No capitulo dois, intitulado "A elaboração de um programa de governo", a autora aponta o surgimento, em 2003, do Programa Escola da Família como parte de um projeto regulamentado pelo governo do estado de São Paulo, fundado no ideal de educar para a paz, fornecer espaço de convivência para os jovens e combater à violência. Apresenta o processo de implantação que foi regulamentado pelo Decreto n. 48.781/2004, abordando sua composição, suas diretrizes, o fluxograma de funcionamento, estrutura física e profissionais envolvidos. Utilizou, para tanto, fontes oficiais, publicações e discursos. O que se tem observado, explica Ferreira (op. cit., p. 84), é que

(...) a política decretada com princípios democráticos valoriza a cultura do participacionismos, para garantir a efetiva abertura de espaços escolares. Um processo que se assemelha ao de transição de uma administração centralizada e toda poderosa para outro modelo de gerenciamento do poder público, em que a descentralização e a participação cidadã aparecem como estratégias para revigorar um Estado insuficientemente irrigado pela democracia.

No capitulo três, "O Programa Escola da Família em uma escola pública do interior de São Paulo", é apresentado o estudo realizado a partir dos dados coletados por meio de entrevistas e observações do processo, com o objetivo de delinear a relação entre o olhar da comunidade e a execução dos trabalhos a ela designados.

Conforme pudemos observar, trata-se de um novo programa afinado ao conceito de qualidade educativa da política educacional, pensado como um projeto sistêmico para toda a rede estadual de ensino e se alinhando a projetos já implementados pela Secretaria de Estado da Educação (SEE) de São Paulo. Importante considerar que, em toda a America Latina, o discurso referente ao campo educacional foi assumido pelo campo produtivo num sentido mercantil de consequências antidemocráticas.

No quarto capitulo, intitulado "Pesquisando o Programa Escola da Família", a autora afirmou que:

(...) para a maioria dos sujeitos da pesquisa existe um descompasso entre averbações sugeridas pelos documentos e a prática local. Houve um desencanto para a maioria das pessoas, porque o Estado oferece um pacote de oportunidades para a comunidade, mas não proporciona um conteúdo consistente para construir o alicerce e seus sonhos. (p. 143)

Analisando a definição das diretrizes do Programa, diz a autora que:

(...) é notável a relação existente entre o Programa Escola da Família como ferramenta de inclusão e democratização da escola e a promoção da qualidade de relacionamentos da escola com seus interlocutores. (...) dentro do seu ideal, enseja trazer a comunidade para dentro da escola, fazendo da escola um ponto de encontro social, onde fosse oferecido a ela recursos (...) para retirar a criança da rua para um espaço social (...). (p. 158)

Mas, certamente, estas medidas idealizadas nos documentos não foram colocadas em prática, como explicitam os dados obtidos na escola pesquisada.

---*---

LISTA DE TAREFAS:
a) Pode reescrever o trecho do texto sobre o Programa Escola da Família que começa em "(...) é notável" e termina em "na escola pesquisada.", trocando "interlocutores" por "parceiros"?
b) Pode dar prosseguimento ao texto sobre o Programa Escola da Família a partir do ponto em que ele para?

---*---

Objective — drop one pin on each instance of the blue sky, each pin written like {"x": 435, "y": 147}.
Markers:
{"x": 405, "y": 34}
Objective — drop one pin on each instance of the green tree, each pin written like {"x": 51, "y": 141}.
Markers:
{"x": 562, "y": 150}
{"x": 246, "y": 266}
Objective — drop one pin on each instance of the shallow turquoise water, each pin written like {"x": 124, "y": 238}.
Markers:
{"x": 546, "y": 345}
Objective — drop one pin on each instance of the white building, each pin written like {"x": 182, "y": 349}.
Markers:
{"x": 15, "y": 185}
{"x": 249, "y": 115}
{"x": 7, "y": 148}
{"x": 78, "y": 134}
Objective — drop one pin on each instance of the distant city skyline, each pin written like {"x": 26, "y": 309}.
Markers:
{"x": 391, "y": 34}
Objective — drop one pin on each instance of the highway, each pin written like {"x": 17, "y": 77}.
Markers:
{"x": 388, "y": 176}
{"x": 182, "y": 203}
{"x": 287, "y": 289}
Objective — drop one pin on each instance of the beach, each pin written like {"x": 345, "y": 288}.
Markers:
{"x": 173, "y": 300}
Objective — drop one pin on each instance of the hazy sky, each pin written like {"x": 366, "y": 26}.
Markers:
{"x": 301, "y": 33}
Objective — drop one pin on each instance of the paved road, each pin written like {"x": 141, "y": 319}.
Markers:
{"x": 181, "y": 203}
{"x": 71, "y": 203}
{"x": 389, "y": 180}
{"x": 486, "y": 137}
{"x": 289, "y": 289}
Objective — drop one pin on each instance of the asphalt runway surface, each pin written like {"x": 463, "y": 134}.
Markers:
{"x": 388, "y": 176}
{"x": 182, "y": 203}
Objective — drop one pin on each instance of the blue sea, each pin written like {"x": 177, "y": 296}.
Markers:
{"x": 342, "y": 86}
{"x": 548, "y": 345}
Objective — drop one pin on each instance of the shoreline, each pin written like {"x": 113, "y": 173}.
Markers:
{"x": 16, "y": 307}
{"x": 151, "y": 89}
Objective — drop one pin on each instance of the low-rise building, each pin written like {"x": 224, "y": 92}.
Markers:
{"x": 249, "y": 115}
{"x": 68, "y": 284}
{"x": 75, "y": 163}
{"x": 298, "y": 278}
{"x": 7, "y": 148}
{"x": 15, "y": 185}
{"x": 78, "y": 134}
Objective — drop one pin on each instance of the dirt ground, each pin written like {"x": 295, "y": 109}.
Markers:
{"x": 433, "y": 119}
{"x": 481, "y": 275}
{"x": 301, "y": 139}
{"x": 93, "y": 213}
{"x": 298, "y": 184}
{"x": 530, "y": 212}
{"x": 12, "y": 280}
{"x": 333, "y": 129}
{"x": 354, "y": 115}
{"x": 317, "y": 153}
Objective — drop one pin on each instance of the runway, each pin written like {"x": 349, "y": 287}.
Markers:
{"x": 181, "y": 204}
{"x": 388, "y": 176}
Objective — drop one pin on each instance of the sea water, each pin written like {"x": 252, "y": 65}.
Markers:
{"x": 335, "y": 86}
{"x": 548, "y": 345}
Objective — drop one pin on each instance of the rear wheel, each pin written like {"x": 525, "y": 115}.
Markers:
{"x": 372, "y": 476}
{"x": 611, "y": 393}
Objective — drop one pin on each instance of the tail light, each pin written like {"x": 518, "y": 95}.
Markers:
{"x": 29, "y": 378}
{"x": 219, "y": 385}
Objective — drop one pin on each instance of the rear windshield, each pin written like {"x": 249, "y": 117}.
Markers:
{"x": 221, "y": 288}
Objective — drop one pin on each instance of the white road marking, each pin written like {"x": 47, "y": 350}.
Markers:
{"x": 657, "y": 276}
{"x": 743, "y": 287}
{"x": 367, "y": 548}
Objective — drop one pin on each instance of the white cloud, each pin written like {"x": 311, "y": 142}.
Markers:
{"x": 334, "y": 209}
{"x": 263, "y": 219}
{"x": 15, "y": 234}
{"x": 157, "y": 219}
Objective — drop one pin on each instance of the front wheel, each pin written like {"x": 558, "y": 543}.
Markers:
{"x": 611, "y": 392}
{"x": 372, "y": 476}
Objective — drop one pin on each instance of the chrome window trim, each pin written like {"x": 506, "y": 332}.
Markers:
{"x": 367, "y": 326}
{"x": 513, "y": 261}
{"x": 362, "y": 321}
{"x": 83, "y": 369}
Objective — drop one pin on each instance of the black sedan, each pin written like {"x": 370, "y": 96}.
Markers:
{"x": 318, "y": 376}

---*---

TAREFAS RESOLVIDAS:
a)
(...) é notável a relação existente entre o Programa Escola da Família como ferramenta de inclusão e democratização da escola e a promoção da qualidade de relacionamentos da escola com seus parceiros. (...) dentro do seu ideal, enseja trazer a comunidade para dentro da escola, fazendo da escola um ponto de encontro social, onde fosse oferecido a ela recursos (...) para retirar a criança da rua para um espaço social (...). (p. 158)

Mas, certamente, estas medidas idealizadas nos documentos não foram colocadas em prática, como explicitam os dados obtidos na escola pesquisada.

b)
Nas "Considerações finais", Maria Lúcia Ferreira retomou os desastres causados pelo apelo emotivo da cultura da paz em suas ligações com o Programa Escola da Família, quando convocou a comunidade externa a assumir problemas educacionais e a disponibilizar espaços escolares nos finais de semana. O Programa, como componente da política educacional implementada nas escolas públicas da rede estadual, foi conceituado pela SEE e pela UNESCO como de maior abrangência e relevância. Todavia, qual será o tipo de educação oportunizada aos participantes do Programa elaborado pelo Governo do Estado de São Paulo?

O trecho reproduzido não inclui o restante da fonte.